Set down, word for word, the stretch of lines from the one containing "Expected output: the position of each instance of the parked" to the end of the records below.
** Start of INFORMATION PROVIDED **
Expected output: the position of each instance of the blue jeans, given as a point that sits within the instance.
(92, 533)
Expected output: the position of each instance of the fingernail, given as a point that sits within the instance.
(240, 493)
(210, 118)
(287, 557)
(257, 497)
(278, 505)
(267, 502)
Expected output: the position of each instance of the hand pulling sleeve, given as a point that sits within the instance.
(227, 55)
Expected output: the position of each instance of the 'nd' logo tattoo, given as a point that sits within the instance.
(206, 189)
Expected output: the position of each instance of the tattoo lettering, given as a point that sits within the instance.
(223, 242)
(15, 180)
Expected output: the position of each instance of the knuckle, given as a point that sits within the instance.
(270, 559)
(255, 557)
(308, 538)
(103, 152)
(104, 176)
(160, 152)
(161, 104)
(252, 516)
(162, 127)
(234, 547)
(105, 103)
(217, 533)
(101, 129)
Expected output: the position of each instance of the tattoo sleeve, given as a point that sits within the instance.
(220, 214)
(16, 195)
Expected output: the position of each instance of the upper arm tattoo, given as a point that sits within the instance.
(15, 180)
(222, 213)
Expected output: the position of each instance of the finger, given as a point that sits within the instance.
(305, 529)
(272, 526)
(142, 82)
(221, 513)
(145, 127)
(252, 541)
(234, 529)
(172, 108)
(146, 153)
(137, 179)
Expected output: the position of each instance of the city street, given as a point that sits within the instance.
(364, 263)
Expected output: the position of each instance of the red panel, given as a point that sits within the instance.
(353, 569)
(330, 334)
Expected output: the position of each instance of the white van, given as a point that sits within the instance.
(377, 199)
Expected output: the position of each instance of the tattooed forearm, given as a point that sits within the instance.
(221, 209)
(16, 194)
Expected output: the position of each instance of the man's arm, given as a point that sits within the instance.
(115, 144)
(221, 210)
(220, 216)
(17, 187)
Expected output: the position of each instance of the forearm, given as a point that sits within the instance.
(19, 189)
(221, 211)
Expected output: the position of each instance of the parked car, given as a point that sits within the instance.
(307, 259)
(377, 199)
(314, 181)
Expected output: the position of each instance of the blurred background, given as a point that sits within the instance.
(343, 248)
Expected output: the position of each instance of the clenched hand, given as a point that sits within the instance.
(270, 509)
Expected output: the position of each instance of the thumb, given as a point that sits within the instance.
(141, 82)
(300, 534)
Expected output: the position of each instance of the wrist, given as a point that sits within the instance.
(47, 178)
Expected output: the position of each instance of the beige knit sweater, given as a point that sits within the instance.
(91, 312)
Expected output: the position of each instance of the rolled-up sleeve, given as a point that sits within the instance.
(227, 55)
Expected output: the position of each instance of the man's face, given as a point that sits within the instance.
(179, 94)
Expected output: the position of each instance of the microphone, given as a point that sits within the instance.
** End of INFORMATION PROVIDED **
PROBLEM SOLUTION
Expected output: the position of each instance of the parked car, given as a point that sits within the instance.
(307, 259)
(377, 199)
(314, 181)
Expected output: the position of each instance of the blurred background, given as a point that sits within the instance.
(343, 248)
Expected output: the position of each instance of the clenched hand, given as a point that sits within the instance.
(270, 509)
Expected output: the position of each instance of the thumb, given as a point that sits within the instance.
(141, 82)
(300, 534)
Expected output: the position of each instance of the wrist, given as a point that sits within the instance.
(47, 178)
Expected output: the position of each instance of the beige knit sweater, given as a point that sits within the instance.
(91, 312)
Expected output: the position of each instance of the rolled-up sleeve, given as a point that sits within the instance.
(227, 55)
Expected output: the position of each instance of the man's face, given as a point that sits within the instance.
(179, 94)
Expected output: the position of each instance of the microphone, given as a point that sits within the instance.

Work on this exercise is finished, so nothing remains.